◆ YOUR OBJECTIVE: Return the listing below unchanged, reproducing every line from start to finish.
◆ ◆ ◆ ◆
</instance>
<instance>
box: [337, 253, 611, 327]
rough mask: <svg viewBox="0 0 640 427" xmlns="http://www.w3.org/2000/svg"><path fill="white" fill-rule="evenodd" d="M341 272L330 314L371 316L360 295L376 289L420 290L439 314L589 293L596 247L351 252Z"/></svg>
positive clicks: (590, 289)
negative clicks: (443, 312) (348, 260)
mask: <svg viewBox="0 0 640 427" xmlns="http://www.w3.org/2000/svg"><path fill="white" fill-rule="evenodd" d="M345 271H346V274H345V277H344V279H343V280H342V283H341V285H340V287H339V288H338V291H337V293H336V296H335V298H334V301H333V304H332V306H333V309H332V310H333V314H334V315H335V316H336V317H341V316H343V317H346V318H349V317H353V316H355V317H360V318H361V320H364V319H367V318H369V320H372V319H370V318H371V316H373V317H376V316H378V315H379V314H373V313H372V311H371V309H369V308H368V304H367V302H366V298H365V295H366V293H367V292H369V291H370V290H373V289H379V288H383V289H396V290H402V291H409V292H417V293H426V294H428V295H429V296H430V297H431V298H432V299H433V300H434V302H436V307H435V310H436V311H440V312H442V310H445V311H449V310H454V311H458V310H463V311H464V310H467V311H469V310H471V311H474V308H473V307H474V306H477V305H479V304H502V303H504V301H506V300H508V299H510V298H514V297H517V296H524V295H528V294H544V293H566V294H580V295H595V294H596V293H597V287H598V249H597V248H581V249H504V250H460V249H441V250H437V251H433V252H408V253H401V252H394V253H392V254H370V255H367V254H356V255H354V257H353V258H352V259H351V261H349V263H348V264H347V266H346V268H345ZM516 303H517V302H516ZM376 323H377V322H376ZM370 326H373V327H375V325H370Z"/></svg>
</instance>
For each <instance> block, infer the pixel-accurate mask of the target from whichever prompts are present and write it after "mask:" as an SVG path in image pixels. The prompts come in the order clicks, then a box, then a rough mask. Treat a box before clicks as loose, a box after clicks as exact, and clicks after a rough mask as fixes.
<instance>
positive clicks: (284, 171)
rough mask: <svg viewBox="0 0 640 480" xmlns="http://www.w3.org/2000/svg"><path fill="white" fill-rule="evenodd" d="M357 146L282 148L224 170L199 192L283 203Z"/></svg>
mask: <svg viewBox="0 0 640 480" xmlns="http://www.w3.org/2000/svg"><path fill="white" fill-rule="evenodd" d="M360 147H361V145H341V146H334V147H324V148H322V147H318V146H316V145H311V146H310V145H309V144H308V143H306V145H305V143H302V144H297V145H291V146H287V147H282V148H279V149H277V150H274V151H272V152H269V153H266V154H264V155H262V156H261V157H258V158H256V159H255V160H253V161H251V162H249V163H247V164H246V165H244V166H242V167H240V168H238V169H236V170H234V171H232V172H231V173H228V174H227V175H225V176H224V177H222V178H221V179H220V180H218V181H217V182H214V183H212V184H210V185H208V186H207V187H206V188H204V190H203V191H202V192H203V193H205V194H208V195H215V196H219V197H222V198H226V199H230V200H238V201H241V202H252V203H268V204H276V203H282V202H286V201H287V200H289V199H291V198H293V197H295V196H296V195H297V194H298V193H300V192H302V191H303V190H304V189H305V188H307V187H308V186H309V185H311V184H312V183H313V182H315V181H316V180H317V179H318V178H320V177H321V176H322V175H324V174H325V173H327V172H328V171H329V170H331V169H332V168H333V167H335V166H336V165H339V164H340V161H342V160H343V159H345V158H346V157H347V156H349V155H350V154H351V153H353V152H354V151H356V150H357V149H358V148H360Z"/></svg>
◆ ◆ ◆ ◆
◆ EXERCISE SOLUTION:
</instance>
<instance>
box: [337, 253, 611, 327]
rough mask: <svg viewBox="0 0 640 427" xmlns="http://www.w3.org/2000/svg"><path fill="white" fill-rule="evenodd" d="M341 272L330 314L371 316L360 295L376 289L420 290L439 314L589 293L596 247L351 252Z"/></svg>
positive clicks: (590, 289)
negative clicks: (443, 312) (348, 260)
mask: <svg viewBox="0 0 640 427" xmlns="http://www.w3.org/2000/svg"><path fill="white" fill-rule="evenodd" d="M345 271H346V274H345V277H344V279H343V280H342V283H341V285H340V287H339V288H338V291H337V293H336V296H335V298H334V301H333V304H332V306H333V309H332V310H333V314H334V315H335V316H336V317H341V316H343V317H346V318H349V317H353V316H355V317H360V318H361V320H364V319H367V318H369V320H372V319H370V318H371V316H373V317H376V316H378V315H379V314H373V313H372V311H371V309H369V308H368V304H367V302H366V298H365V295H366V293H367V292H369V291H370V290H373V289H379V288H383V289H396V290H402V291H409V292H417V293H426V294H428V295H429V296H430V297H431V298H432V299H433V300H434V302H436V307H435V310H436V311H440V312H442V310H445V311H449V310H454V311H458V310H463V311H464V310H467V311H469V310H471V311H474V308H473V307H474V306H477V305H479V304H502V303H504V301H506V300H508V299H510V298H514V297H517V296H524V295H528V294H544V293H566V294H580V295H595V294H596V293H597V287H598V249H597V248H581V249H504V250H460V249H441V250H437V251H433V252H408V253H401V252H394V253H392V254H370V255H367V254H356V255H354V257H353V258H352V259H351V261H349V263H348V264H347V266H346V268H345ZM516 303H517V302H516ZM376 323H377V322H376ZM370 326H373V327H375V325H370Z"/></svg>
</instance>
For each <instance> block, infer the pixel-accurate mask of the target from whichever prompts are present and write it after "mask:" as an SVG path in image pixels. The prompts come in the order clicks, then a box, then a rough mask. Treat a box before clicks as loose, a box after clicks as exact, and clicks after a rough mask as fixes.
<instance>
positive clicks: (284, 171)
rough mask: <svg viewBox="0 0 640 480" xmlns="http://www.w3.org/2000/svg"><path fill="white" fill-rule="evenodd" d="M357 146L282 148L224 170L199 192L283 203Z"/></svg>
mask: <svg viewBox="0 0 640 480" xmlns="http://www.w3.org/2000/svg"><path fill="white" fill-rule="evenodd" d="M360 147H361V145H341V146H334V147H324V148H322V147H318V146H316V145H311V146H310V145H309V144H308V143H306V145H305V143H302V144H297V145H291V146H287V147H282V148H279V149H277V150H274V151H272V152H269V153H266V154H264V155H262V156H261V157H258V158H256V159H255V160H253V161H251V162H249V163H247V164H246V165H244V166H242V167H240V168H238V169H236V170H234V171H232V172H231V173H228V174H227V175H225V176H224V177H222V178H221V179H220V180H218V181H217V182H214V183H212V184H210V185H208V186H207V187H206V188H204V190H203V191H202V192H203V193H205V194H208V195H215V196H219V197H222V198H226V199H230V200H238V201H241V202H252V203H268V204H276V203H282V202H286V201H287V200H289V199H291V198H293V197H295V196H296V195H297V194H298V193H300V192H302V191H303V190H304V189H305V188H307V187H308V186H309V185H311V184H312V183H313V182H315V181H316V180H317V179H318V178H320V177H321V176H322V175H324V174H325V173H327V172H328V171H329V170H331V169H332V168H333V167H335V166H336V165H339V164H340V161H342V160H343V159H345V158H346V157H347V156H349V155H350V154H351V153H353V152H354V151H356V150H357V149H358V148H360Z"/></svg>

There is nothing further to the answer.